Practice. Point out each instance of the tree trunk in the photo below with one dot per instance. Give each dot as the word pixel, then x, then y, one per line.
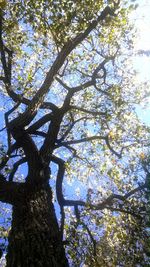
pixel 34 239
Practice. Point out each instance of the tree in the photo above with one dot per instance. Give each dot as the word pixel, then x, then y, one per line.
pixel 71 116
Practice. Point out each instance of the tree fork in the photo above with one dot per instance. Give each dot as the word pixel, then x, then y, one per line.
pixel 35 239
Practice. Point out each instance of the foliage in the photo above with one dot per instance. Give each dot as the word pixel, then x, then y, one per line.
pixel 73 91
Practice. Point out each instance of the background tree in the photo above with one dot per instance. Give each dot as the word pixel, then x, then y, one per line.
pixel 71 121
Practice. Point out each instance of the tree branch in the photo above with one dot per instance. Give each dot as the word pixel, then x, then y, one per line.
pixel 26 117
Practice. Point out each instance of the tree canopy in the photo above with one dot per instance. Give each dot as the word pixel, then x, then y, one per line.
pixel 70 95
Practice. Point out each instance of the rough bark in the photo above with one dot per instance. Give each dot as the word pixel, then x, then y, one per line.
pixel 34 239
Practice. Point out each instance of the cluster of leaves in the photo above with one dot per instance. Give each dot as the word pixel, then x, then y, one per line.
pixel 101 140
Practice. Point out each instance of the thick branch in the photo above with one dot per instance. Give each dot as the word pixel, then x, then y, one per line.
pixel 86 139
pixel 40 123
pixel 25 118
pixel 94 113
pixel 8 190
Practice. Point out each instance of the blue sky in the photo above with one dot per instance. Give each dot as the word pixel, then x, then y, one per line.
pixel 141 19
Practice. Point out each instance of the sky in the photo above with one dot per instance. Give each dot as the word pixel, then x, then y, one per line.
pixel 141 19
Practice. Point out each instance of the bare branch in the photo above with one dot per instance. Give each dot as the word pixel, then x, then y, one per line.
pixel 86 139
pixel 94 113
pixel 26 117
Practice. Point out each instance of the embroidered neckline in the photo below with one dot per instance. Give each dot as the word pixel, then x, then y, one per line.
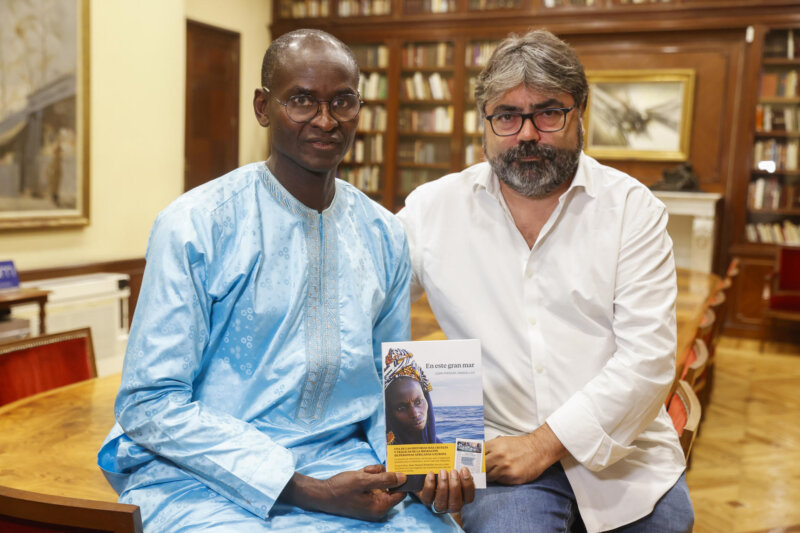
pixel 291 203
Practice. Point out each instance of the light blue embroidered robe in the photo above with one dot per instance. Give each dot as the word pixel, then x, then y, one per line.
pixel 255 353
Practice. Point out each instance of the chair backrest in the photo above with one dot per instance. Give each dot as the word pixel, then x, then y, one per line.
pixel 684 409
pixel 696 361
pixel 706 327
pixel 37 364
pixel 22 511
pixel 789 268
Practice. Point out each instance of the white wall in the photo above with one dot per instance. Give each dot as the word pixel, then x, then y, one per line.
pixel 138 70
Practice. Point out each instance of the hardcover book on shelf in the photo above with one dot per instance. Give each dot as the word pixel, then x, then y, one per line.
pixel 433 400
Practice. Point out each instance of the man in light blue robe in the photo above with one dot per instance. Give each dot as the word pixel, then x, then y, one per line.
pixel 250 396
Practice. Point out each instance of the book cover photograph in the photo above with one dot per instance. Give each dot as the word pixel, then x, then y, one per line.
pixel 433 400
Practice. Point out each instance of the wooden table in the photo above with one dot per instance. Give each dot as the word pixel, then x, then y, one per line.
pixel 49 442
pixel 14 297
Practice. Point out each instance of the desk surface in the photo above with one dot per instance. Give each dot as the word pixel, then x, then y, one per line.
pixel 49 442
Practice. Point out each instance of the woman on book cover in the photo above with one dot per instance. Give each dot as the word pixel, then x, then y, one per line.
pixel 409 410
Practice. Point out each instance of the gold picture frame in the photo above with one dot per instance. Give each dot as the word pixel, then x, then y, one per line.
pixel 639 114
pixel 44 114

◆ ◆ ◆

Problem statement: Each line of the material needs to be given again exactly, without any of its pictures.

Exercise answer:
Practice. Point out each instance of the tree trunk in the photo below with one dot per instance. Give each dot as the word pixel, then x, then y, one per line.
pixel 34 239
Practice. Point out each instance of the tree in the photo above with one dot per instance. Give each dot as the word pixel, then x, then y, one per line.
pixel 71 116
Practice. Point out each instance of the tree fork in the photo above with one dot per instance. Give each dot as the word pixel, then x, then y, one per line.
pixel 35 239
Practice. Point out each instance of the foliage in the photo above with one dot per instance. Give each dot as the word pixel, then x, then y, one per line.
pixel 73 91
Practice. Point out each instance of the background tree in the photo above with one dot per instance. Give each dot as the word pixel, then x, then y, one per line.
pixel 71 121
Practice. Point out each instance of the tree branch in the photo above with one dot per instance. Give each dot as the word pixel, then x, then y, one per line.
pixel 26 117
Practice. Point out each instance of the tree canopy in the photo above with one dot per instance. Give each dot as the word pixel, then x, then y, one per line.
pixel 70 95
Practice. Point out each instance of the rough bark in the photo above with one dot per instance. Give each dot as the word pixel, then x, then y, one per line.
pixel 34 239
Practice. Point out each instance of the cluster of leaves in the photo above with one dot per instance. Give each dot as the word pixel, then x, then y, one per line.
pixel 101 140
Practice. Point out each instance of the thick branch in the photo above with one dot per instance. Give each dot as the word pixel, then x, then y, one per line.
pixel 86 139
pixel 40 123
pixel 25 118
pixel 94 113
pixel 8 190
Practice. Point out each instance of the blue sky in the photo above with one dot per instance. Give each dot as the word pixel, then x, then y, one per line.
pixel 141 19
Practice. Point out each instance of the sky in the photo above with one dot per instance. Give each dot as the word pixel, then x, then y, one per line.
pixel 141 19
Practice. Point out each instance of the bare branch in the photo above with one dot per instance. Give each dot as the word pixel, then x, then y, one per line.
pixel 86 139
pixel 94 113
pixel 26 117
Practice. Point out each instance of the embroidered neckline in the photo below with one dot per instance. Give each dot as the word pixel, then x, then y, one per line.
pixel 291 203
Practice. Point out each instance of the light blue embroidered robe in the photo above with one dot per instance. Give each dot as the word pixel, then x, then y, one per line.
pixel 255 353
Practice. Point out each instance of the chair backrest in the photo above with one dot per instance. Give each dot as the word pixel, then x, then y, one per line.
pixel 684 409
pixel 696 361
pixel 706 327
pixel 37 364
pixel 22 511
pixel 789 268
Practice. Point out each instance of the white wall in the photo above with one dot per instance. Give each dot as the word pixel, then x, then y, one per line.
pixel 138 70
Practice. Point out each instance of the hardcover book on shelf in the photo above with one dot per instance. Give each dot as the word pixel, then x, then y, one per line.
pixel 433 400
Practice. Point out each instance of the man in light blue robe in the photo above with one dot per instance. Give each dot as the word pixel, then x, then y, one per line.
pixel 250 396
Practice. Point out each instance of the book cover photograph in the photo above with one dot per instance. Give each dot as the word pixel, then x, then y, one per line.
pixel 433 400
Practice. Point out each instance of the wooden table in the photo above with one dot per instance. Give each dot as the word pixel, then x, then y, one per line.
pixel 49 442
pixel 14 297
Practice. Point out each instance of the desk surface in the photo above with one dot per instance. Give each dot as the word pixel, then x, then y, one per line.
pixel 49 442
Practice. Point out each instance of the woman on book cover in the photo above with one dot per instance. Give each dot as the word pixel, then x, then y, one per line.
pixel 409 410
Practice. Point out each instance of the gold picture frame in the photo above with one dot per instance. Give each dot as the word pixel, then x, then y, one per line.
pixel 639 114
pixel 44 114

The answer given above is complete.